Quoted passage
# Calling woodworkers in Maine



## chriswright (Nov 13, 2008)

My family and I are planning to move to Maine (either the Brewer/Bangor or Belfast area) and I'm currently working on a business plan for a loan to start a shop when we get there. My plan is a shop that makes wood bodied hand planes as well as turned objects and furniture for sale. I was also looking at opening my shop to community use, provide classes as well as a place for people who don't have a shop to come and work. Does anyone know of any place like this in Maine and if it might be a good or bad idea?

Thanks,
Chris


----------



## TheWoodenOyster (Feb 6, 2013)

Lie Nielsen. You could contact them for tips and help. I bet they're pretty nice folks, they make nice tools at least.


----------



## Loren (May 30, 2008)

There are a lot of furniture makers up in Maine. I think
David Masury and Chris Becksvoort are Maine residents. I'm
sure the long cold winters are great for indoor productivity.

A lot of people stay up there in the warm months and
I wouldn't be surprised if some of those folks would like
to have shop access to grow their hobby knowledge.

There are forests up there too so access to green wood
may be something you can arrange for chairmaking,
snowshoes and things like that.

There's a woman in LA who rents out bench space in
her furniture shop. Offthesaw.com - you might give
her a call.

There's some amount of wealth moving through Maine
in the warmer months, so consider products that can
sell to that market… some affluent people owning 2 or 
more homes, acquiring and furnishing second homes,
etc.


----------



## jdh122 (Sep 8, 2010)

I just finished a 1 week relief carving course in Rockport ME (with Mary May - it was really a great course) at the Center for Furniture Craftsmanship, about 2 miles down the road from Lie Nielsen. You could get in touch with them (http://www.woodschool.org). They offer a lot of 1-2 week courses in the summer and longer general courses through the winter, plus offer fellowships where young craftspeople get to use their facilities. Peter Korn is kind of in charge of it.
Doesn't mean your idea is a bad one, but between them and LN there is a pretty significant woodworking presence in the state. As Loren mentioned there's quite a lot of money flowing through the southern part of the state.


----------



## zeebro (Dec 13, 2013)

Hi Chris, I've lived here in Maine my whole life. I do custom pine, picnic tables and birdhouses etc. on the side. Have you made it here yet? If you have, welcome. And if you have I'm sure you could safely surmise that the State of Maine has more serious and skilled woodworkers, per capita, than any other State in the nation. I like the sounds of your ideas. There's some people down in Portland doing something similar "Running with scissors" in the Bayside district. I have a modest shop that faces the Androscoggin River in downtown Lewiston, on the weekends it turns into a impromtu "community woodshop" where I give away scrap wood, nails, $3 HF Hammers and give little wood tutorials to the kids in the 'hood. Money isn't even secondary here in Maine. This is the way life should be. Love to hear how you are doing and wish you the best.


----------

Items
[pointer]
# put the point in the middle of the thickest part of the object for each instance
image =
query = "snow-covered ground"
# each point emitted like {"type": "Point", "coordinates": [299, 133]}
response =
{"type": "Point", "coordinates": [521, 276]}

Stated task 1
In the Maine woodworking thread, where did jdh122 take a one-week relief carving course?
Stated task 2
Convert every line of the entries that come after the Maine woodworking thread into a numbered list, leaving out any blank lines.
The Maine woodworking thread and the entries are separate, unrelated material.

Answer 1
At the Center for Furniture Craftsmanship in Rockport, Maine.

Answer 2
1. [pointer]
2. # put the point in the middle of the thickest part of the object for each instance
3. image =
4. query = "snow-covered ground"
5. # each point emitted like {"type": "Point", "coordinates": [299, 133]}
6. response =
7. {"type": "Point", "coordinates": [521, 276]}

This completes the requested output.